::: Given passage

Okay, I’ll admit it, I’ve fallen hard for Blazer. The first thing I do each morning is remove the cover from Blazer’s condo and check to make sure he’s still alive. I fret over whether or not he is getting enough crickets or if the humidity level is high enough in his cage. I swing by several times a day just to say “Hi” and to see what he’s doing.
All in all, Blazer has turned out to be a good “yes,” even though I didn’t know what I was agreeing to. I had to wonder: Were my knee-jerk “nos” causing me to miss out on other good opportunities? Concerned, I began to make a conscious effort to convert my “nos” into “yeses” whenever possible.
When Stephen proposed we convert a storage cabinet into a bookshelf, I caught a “no” between my teeth, and said that I would find somewhere else to house the six shelves of odds and ends currently crammed in that space. When my oldest daughter wanted to try snowboarding, I helped her lobby her skis-only father for permission. When my friend suggested a baked kale recipe, I gave it a try even though kale is one of those foods that scares me a little. The kale chips turned out to be so delicious I baked up three more batches that day.
All those “yeses” felt so wonderful that I began to reconsider some of my previous “nos.” Maybe I should consider that trip my mother wants to take. Perhaps it would be fun to let the girls get feathers in their hair. And maybe I should listen to my friend Paige and explore other ways of publishing my novel.
I consulted with Blazer.
“Blazer, what do you think? Should I publish my young adult novel as an ebook when I get it done?”
Blazer sat still as a stone in his water bowl. I took that as a sign of approval.
But just to be clear, I haven’t gone completely overboard. Not all “nos” need to become “yeses.”
At dinner the other night when the kids tried to convince me to adopt a couple of free goats that “are just the cutest little goats ever,” I shook my head. “Absolutely not.”
My husband smiled mischievously from the other end of the table. “Are you sure? Look how much you love Blazer. Who knows, maybe you could learn to love a couple of goats too.”
I narrowed my eyes at him. “No. No goats.”
He added some more kale to his plate. “In that case, how about some chickens?” he asked.
I rolled my eyes, but didn’t answer. I’m not going to say “no” . . . just in case.

::::::
::: Material provided

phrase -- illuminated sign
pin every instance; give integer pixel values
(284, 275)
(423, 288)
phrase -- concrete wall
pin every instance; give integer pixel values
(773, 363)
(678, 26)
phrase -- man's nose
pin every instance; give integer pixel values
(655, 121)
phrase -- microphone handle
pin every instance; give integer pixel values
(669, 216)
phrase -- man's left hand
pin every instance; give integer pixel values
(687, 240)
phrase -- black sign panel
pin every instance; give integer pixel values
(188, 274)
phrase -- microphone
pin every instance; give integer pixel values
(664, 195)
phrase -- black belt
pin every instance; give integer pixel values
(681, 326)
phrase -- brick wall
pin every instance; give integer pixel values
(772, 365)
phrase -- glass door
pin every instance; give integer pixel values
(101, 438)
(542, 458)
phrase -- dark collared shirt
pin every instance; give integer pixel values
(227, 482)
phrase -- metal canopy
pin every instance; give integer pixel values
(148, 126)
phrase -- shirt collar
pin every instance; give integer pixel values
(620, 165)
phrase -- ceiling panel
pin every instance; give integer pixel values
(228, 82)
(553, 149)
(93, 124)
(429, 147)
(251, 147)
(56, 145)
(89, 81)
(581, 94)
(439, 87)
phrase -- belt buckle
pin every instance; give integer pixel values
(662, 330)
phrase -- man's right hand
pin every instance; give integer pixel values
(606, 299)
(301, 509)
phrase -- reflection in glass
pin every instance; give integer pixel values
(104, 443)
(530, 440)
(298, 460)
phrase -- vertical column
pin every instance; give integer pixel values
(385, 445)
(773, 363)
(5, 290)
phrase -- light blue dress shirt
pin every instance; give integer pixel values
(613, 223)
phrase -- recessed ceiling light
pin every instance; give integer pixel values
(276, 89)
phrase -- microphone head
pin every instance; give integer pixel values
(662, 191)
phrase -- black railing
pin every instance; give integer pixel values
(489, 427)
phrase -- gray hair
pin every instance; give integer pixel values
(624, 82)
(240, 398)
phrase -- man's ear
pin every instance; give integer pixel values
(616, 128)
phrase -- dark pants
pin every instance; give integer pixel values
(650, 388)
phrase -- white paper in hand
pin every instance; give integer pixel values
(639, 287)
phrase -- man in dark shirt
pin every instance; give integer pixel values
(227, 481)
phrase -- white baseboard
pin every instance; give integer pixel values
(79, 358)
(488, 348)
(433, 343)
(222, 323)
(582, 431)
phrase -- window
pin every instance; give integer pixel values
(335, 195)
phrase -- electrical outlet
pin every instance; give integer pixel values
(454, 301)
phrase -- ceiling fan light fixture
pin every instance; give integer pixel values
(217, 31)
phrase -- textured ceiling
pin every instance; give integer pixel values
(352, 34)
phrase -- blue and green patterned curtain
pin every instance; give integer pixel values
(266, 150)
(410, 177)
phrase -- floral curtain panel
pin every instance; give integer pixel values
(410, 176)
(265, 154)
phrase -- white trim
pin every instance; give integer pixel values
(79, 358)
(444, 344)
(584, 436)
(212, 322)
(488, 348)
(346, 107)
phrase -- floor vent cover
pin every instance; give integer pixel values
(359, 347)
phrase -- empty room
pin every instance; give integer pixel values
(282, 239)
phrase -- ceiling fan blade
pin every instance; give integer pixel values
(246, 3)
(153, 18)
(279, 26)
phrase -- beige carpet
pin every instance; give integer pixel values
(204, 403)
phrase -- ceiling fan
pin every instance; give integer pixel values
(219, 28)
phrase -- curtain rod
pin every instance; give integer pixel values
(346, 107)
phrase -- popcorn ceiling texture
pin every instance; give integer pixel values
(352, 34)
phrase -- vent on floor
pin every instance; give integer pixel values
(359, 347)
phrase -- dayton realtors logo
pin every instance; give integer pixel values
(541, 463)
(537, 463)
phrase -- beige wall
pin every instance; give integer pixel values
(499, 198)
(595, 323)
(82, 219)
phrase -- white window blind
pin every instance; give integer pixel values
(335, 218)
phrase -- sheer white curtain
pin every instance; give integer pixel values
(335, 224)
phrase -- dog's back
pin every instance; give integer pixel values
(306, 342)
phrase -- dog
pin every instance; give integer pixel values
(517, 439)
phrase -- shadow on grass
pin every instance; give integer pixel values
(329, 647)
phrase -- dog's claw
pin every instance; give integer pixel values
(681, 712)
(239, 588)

::::::

**Work required**
Quote, word for word, the part of the passage about Blazer that opens with the words containing "When Stephen proposed" and closes with "consulted with Blazer.". The rows stand apart from the passage about Blazer and are not connected to it.

**Response**
When Stephen proposed we convert a storage cabinet into a bookshelf, I caught a “no” between my teeth, and said that I would find somewhere else to house the six shelves of odds and ends currently crammed in that space. When my oldest daughter wanted to try snowboarding, I helped her lobby her skis-only father for permission. When my friend suggested a baked kale recipe, I gave it a try even though kale is one of those foods that scares me a little. The kale chips turned out to be so delicious I baked up three more batches that day.
All those “yeses” felt so wonderful that I began to reconsider some of my previous “nos.” Maybe I should consider that trip my mother wants to take. Perhaps it would be fun to let the girls get feathers in their hair. And maybe I should listen to my friend Paige and explore other ways of publishing my novel.
I consulted with Blazer.